*TO DO*.
[1] Reproduce the stretch from "it could be" through "about four anyway." of the forum thread on ultrasound-guided injections, swapping "glucose tolerance" for "blood sugar control".
[2] Continue the forum thread on ultrasound-guided injections, starting after its last sentence.

EXTRACT PROVIDED section start

Hello, I am new to this site having been diagnosed with RA last year. Please could you help shed some light to the following. The consultant has booked me in for an Ultrasound injection for my right wrist (as I have a lump there due to the RA - think it is to do with inflammed lining). The consultant has retired and the op date has come through, but I don't know what it refers to... do you know whether the injection / ES examination is to do with drainage or pain relief..

thanks for your advice!


11 Replies

Steroid injections are sometimes done with the help of US to find the right spot. Perhaps this is what it is about.😊

SusyC in reply to Simba1992

Thank you Simba

Usually an ultrasound guided injection will be to inject a steroid into a specific area. I've had them into my shoulder and hip. The first one into my shoulder only helped a small amount but the second one was absolutely amazing! Hopefully it will help. Clemmie

We must have writing at the same time!

SusyC in reply to Barrister

Thank you Barrister

SusyC in reply to Barrister

Thanks Clemmie

hi SusyC,

it could be an ultrasound guided injection for delivery of steroids. Steroid injections are often used to treat people with RA to help with pain and inflammation control. Steroid injections into the joints are quite common.


Beverley (NRAS Helpline)

Thank you Beverley. Much appreciated. Are these injections safe? Any side effects please? Doctor has said to rest the hand for 2 days..

Many thanks for the clarification


Yes, they safe and in my experience (of one) effective: 90% relief for about 10 weeks.

There is some impairment of glucose tolerance, so if you suffer from thrush you may get a flare up, as I did. They are not good for diabetics. That said, I think just one will do more good than harm. You can only have about four anyway.

Also, be careful if you drink alcohol. The cortisone will increase the effect of alcohol. I was completely blotto the following evening ( a Saturday) after a couple of glasses of wine and have no recollection of the evening or getting home.

EXTRACT PROVIDED section end
EXCERPTED DATA section start

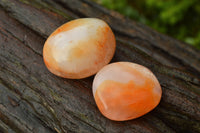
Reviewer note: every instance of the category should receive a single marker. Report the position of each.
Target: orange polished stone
(125, 91)
(79, 48)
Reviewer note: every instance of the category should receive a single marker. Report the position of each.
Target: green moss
(41, 5)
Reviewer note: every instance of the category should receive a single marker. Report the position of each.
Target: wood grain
(36, 101)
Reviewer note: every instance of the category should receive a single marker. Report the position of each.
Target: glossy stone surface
(125, 91)
(79, 48)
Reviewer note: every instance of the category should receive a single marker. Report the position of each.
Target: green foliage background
(177, 18)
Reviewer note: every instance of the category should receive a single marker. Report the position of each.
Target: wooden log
(34, 100)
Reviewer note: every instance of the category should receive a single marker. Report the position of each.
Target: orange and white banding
(125, 91)
(79, 48)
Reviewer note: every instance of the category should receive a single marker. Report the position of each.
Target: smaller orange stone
(125, 91)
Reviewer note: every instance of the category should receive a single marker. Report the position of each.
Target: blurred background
(177, 18)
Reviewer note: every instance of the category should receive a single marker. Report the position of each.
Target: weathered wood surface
(34, 100)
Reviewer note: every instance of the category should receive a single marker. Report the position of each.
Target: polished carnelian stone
(79, 48)
(125, 91)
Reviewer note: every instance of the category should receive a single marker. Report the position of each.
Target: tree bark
(32, 100)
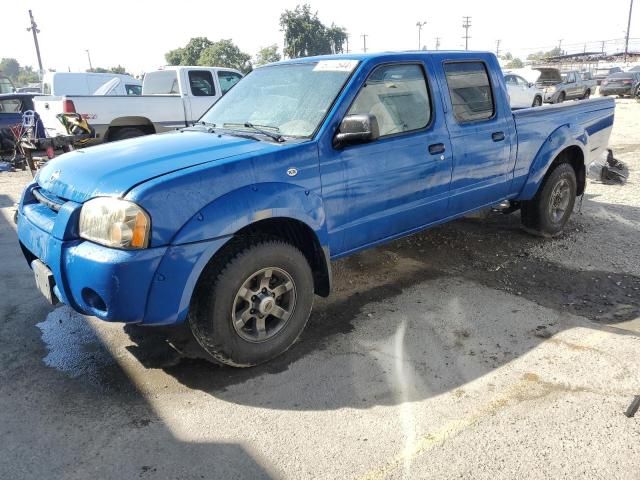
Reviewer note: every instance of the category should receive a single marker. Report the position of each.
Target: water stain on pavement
(73, 347)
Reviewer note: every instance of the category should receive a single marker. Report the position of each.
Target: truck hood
(113, 169)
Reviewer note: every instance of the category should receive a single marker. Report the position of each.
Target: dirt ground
(471, 350)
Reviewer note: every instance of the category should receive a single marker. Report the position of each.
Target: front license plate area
(44, 281)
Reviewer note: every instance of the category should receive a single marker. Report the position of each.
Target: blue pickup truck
(231, 224)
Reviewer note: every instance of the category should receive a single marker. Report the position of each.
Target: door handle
(436, 148)
(497, 136)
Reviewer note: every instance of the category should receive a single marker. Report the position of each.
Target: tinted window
(201, 83)
(10, 106)
(228, 80)
(161, 83)
(397, 96)
(470, 90)
(133, 89)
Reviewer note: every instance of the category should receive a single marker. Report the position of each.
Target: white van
(86, 83)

EXCERPTED DATA section end

*ANSWERS TO THIS EXERCISE*.
[1]
it could be an ultrasound guided injection for delivery of steroids. Steroid injections are often used to treat people with RA to help with pain and inflammation control. Steroid injections into the joints are quite common.


Beverley (NRAS Helpline)

Thank you Beverley. Much appreciated. Are these injections safe? Any side effects please? Doctor has said to rest the hand for 2 days..

Many thanks for the clarification


Yes, they safe and in my experience (of one) effective: 90% relief for about 10 weeks.

There is some impairment of blood sugar control, so if you suffer from thrush you may get a flare up, as I did. They are not good for diabetics. That said, I think just one will do more good than harm. You can only have about four anyway.

[2]
If the cortisone travels to a nerve, you may find your hand or fingers frozen for around the next 12 hours. Do not be alarmed. This happened to me. On the way home from the hospital, my hand and arm got more and more frozen. I rang the hospital in consternation and spoke to the consultant radiologist who had not come across this before. I then decided to wait until the morning as I detected a minimal movement. I woke up at 3 am and the stiffening effect had worn off - apparently, the middle of the night is a low point for cortisone levels. I rang the hospital on the following Monday to let them know. It was quite alarming but don't worry if it happens as it will wear off - it is only because the cortisone went on to a main nerve.

The first one I had gave minimal relief however the second one gave me complete relief for about 6 womderful weeks. The doctor who did the second one said that he would be surprised if I didn't get at least some relief from the pain as the area was so inflammed but that it could take up to 2 weeks for the most relief. However, by the next morning, when I woke up, I had no pain in my shoulder at all. I really wasn't expecting much from it after the first one so that's why I've raved so much about how good it was, lol. Clemmie


I had a US guided steroid injection into a joint near my right thumb back in 2015. It went well. No pain just pressure when the needle is inserted. 48 hours later I was 90% better.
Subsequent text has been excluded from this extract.